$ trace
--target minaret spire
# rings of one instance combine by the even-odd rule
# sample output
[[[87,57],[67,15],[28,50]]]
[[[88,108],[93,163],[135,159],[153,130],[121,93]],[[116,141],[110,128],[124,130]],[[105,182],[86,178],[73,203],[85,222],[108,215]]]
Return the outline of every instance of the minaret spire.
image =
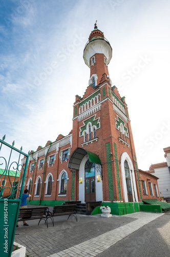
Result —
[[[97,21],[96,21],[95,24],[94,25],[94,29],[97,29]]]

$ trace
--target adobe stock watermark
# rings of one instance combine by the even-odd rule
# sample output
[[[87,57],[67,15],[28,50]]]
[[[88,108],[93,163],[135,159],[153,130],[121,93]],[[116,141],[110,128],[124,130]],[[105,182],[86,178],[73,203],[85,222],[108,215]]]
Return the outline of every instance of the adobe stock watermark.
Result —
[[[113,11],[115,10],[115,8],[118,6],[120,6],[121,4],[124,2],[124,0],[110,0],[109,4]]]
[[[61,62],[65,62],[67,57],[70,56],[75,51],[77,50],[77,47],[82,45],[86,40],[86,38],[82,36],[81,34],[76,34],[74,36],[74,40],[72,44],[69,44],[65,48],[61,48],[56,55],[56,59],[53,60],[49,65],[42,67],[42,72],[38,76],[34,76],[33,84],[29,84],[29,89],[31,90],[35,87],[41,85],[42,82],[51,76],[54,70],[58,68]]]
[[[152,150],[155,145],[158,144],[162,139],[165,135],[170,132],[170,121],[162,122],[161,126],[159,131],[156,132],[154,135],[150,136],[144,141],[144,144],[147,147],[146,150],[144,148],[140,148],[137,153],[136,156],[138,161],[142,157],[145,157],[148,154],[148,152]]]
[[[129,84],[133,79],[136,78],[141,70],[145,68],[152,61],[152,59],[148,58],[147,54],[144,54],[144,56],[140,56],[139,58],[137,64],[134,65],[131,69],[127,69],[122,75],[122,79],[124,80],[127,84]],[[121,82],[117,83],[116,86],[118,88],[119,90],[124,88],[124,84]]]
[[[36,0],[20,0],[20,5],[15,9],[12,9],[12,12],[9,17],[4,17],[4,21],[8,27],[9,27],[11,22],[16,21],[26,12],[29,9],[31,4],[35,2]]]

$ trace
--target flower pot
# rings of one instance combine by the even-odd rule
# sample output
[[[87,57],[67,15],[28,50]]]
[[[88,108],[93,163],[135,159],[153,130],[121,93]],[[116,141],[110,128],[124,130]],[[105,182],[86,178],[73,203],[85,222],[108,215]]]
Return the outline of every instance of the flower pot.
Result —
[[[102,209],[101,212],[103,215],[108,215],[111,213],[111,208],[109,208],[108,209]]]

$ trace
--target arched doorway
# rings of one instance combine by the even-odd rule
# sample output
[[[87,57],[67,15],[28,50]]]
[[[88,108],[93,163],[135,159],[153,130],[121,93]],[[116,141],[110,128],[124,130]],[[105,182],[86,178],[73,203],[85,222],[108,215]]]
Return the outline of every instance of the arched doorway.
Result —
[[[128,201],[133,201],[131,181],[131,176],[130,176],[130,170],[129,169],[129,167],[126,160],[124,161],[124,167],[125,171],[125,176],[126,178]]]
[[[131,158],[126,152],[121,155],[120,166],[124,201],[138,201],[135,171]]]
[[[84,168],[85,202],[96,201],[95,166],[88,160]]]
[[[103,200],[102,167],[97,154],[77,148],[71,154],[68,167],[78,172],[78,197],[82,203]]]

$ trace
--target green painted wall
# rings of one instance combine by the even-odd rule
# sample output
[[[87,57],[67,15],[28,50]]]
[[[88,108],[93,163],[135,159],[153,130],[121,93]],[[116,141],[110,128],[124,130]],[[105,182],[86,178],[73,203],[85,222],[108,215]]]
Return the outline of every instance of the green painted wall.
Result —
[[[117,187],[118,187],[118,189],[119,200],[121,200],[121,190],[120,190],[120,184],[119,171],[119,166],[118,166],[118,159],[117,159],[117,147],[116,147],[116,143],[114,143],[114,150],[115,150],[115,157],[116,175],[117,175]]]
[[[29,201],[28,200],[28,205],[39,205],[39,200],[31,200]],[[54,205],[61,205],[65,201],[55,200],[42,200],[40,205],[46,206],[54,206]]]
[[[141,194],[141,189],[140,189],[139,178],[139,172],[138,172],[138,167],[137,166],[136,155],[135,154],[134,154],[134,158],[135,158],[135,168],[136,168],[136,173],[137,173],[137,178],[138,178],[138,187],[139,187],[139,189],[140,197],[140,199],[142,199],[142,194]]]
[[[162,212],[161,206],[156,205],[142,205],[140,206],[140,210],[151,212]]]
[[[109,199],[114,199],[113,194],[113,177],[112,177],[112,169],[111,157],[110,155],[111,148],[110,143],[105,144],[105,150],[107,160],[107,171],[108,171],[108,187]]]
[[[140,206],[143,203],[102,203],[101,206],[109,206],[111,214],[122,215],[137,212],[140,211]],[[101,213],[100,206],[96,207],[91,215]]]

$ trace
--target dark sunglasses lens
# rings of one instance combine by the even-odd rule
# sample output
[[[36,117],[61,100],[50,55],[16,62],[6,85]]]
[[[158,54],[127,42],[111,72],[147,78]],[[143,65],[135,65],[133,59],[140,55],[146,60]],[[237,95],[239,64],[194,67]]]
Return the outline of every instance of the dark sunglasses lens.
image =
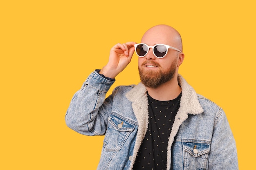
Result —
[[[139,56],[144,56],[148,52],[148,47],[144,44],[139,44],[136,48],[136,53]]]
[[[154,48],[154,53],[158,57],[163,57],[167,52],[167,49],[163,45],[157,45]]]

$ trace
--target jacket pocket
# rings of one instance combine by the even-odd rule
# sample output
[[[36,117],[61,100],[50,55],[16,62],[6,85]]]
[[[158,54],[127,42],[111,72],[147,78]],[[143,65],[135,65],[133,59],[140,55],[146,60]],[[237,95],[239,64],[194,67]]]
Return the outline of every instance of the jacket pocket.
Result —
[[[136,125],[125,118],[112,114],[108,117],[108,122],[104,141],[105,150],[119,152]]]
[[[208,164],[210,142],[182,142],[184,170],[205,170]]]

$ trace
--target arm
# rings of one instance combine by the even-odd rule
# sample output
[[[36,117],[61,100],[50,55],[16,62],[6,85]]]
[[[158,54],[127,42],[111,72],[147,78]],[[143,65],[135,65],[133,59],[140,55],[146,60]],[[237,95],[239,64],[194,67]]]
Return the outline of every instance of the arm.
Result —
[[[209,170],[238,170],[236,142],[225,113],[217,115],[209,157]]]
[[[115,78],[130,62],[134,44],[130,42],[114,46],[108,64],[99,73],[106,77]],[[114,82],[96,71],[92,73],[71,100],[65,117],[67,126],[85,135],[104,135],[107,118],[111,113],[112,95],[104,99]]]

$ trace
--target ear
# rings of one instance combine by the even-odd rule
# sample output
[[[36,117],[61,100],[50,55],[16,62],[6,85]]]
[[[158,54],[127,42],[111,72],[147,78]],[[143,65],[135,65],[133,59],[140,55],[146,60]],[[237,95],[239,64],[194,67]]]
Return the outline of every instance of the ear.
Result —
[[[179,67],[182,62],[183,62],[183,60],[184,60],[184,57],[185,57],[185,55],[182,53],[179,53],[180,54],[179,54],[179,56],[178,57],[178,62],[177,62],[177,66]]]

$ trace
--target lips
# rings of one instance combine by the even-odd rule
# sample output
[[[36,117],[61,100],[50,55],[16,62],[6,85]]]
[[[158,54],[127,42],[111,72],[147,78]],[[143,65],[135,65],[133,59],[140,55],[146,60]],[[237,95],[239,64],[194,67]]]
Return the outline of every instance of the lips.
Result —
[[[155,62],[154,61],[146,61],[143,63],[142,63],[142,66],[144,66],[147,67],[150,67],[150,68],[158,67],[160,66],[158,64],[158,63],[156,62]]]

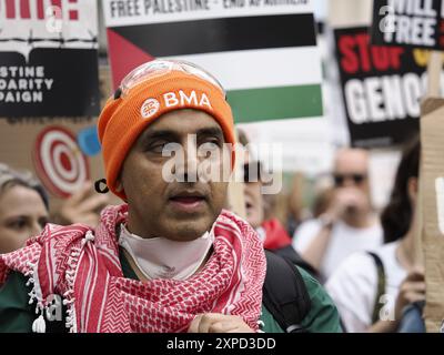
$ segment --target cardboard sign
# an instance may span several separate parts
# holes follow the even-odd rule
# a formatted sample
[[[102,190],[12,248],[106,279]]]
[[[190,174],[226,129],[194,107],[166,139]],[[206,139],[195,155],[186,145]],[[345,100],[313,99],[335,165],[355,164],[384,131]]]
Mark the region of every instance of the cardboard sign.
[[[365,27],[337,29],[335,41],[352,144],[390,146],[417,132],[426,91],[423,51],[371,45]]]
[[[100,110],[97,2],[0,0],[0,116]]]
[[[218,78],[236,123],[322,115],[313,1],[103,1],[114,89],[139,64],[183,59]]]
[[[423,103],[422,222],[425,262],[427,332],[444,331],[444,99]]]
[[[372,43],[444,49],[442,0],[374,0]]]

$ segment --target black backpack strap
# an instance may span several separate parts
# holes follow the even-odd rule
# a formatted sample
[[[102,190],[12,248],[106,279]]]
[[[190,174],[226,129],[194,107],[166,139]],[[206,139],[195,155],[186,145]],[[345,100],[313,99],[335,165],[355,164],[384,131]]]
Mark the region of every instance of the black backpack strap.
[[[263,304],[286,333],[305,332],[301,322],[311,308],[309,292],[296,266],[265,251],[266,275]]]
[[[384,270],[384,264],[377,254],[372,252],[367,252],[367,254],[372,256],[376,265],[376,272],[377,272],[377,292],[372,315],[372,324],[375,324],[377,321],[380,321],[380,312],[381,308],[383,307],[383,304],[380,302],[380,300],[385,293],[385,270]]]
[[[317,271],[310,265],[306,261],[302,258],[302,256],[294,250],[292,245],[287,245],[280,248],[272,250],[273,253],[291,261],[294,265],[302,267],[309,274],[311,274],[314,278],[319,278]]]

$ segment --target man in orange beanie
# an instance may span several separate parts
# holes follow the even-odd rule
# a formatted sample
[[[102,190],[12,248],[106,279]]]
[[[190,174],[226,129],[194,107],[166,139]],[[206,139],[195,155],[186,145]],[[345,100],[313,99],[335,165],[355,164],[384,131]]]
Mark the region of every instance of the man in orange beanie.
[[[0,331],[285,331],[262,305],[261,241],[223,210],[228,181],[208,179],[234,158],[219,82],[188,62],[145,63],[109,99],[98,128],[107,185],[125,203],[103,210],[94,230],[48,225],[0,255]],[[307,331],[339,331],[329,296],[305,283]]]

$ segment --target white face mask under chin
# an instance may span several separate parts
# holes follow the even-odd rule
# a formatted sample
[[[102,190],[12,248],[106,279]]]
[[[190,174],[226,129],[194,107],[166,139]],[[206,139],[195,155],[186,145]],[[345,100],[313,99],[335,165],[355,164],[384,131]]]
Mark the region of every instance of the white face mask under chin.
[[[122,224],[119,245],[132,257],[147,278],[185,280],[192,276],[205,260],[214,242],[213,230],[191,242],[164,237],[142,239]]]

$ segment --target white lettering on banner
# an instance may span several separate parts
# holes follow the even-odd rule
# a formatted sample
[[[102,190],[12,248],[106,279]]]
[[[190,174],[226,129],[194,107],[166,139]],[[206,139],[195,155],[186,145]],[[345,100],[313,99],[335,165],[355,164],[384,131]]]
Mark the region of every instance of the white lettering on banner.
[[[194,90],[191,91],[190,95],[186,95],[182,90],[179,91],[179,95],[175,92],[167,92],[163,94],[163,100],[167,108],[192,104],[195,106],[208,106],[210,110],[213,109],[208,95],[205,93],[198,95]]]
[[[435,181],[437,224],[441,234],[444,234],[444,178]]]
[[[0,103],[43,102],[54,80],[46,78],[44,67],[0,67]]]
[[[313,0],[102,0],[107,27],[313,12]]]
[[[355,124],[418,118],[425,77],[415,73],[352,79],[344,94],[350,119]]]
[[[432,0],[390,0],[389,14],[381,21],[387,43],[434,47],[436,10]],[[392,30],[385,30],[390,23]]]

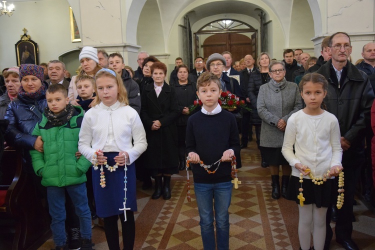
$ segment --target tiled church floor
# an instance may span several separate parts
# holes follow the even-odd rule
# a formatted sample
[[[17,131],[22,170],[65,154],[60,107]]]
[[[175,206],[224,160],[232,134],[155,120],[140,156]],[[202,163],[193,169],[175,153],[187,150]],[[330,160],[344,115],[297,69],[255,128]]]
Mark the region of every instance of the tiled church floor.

_ _ _ _

WHAT IS EXPECTED:
Without any pictures, reproduce exactly the lines from the line that contains "--target white face mask under chin" to the end of the entries above, both ends included.

REPLY TO THE TASK:
$ segment --target white face mask under chin
# an instance may span several separate parts
# holes follow the even-odd rule
# a formatted sample
[[[102,190],[12,248],[106,279]]]
[[[190,174],[226,129],[194,107],[166,139]],[[206,139],[195,155],[186,145]],[[345,100],[313,99],[335,165],[355,164],[384,131]]]
Mark the region of every instance of the white face mask under chin.
[[[122,224],[119,245],[132,257],[147,278],[185,280],[192,276],[205,260],[214,242],[213,230],[191,242],[164,237],[142,239]]]

$ segment --target white lettering on banner
# an instance may span several separate parts
# holes follow the even-odd rule
# a formatted sample
[[[102,190],[12,248],[106,279]]]
[[[190,174],[226,129],[194,107],[166,139]],[[206,139],[195,155],[186,145]],[[345,100],[313,99],[335,165],[355,164],[384,131]]]
Mark the region of every instance of the white lettering on banner.
[[[194,90],[191,91],[190,95],[186,95],[182,90],[179,91],[179,95],[175,92],[167,92],[163,94],[163,100],[167,108],[192,104],[195,106],[208,106],[210,110],[213,109],[208,95],[205,93],[198,95]]]
[[[435,181],[437,224],[441,234],[444,234],[444,178]]]
[[[0,103],[43,102],[54,80],[46,78],[44,67],[0,67]]]
[[[313,0],[102,0],[107,27],[313,12]]]
[[[355,124],[418,118],[425,77],[415,73],[352,79],[344,94],[350,119]]]
[[[432,0],[390,0],[389,14],[381,21],[387,43],[434,47],[436,10]],[[392,30],[385,30],[390,23]]]

$ segment --target tiled church floor
# an instance may span several separate parts
# holes follow the even-odd rule
# a formatted sample
[[[17,131],[22,170],[65,154],[60,107]]]
[[[175,206],[224,160],[232,134],[155,120],[140,156]],[[202,163],[193,169],[175,153],[187,150]],[[330,160],[344,115],[297,69],[255,128]]]
Mark the region of every instance of the tiled church floor.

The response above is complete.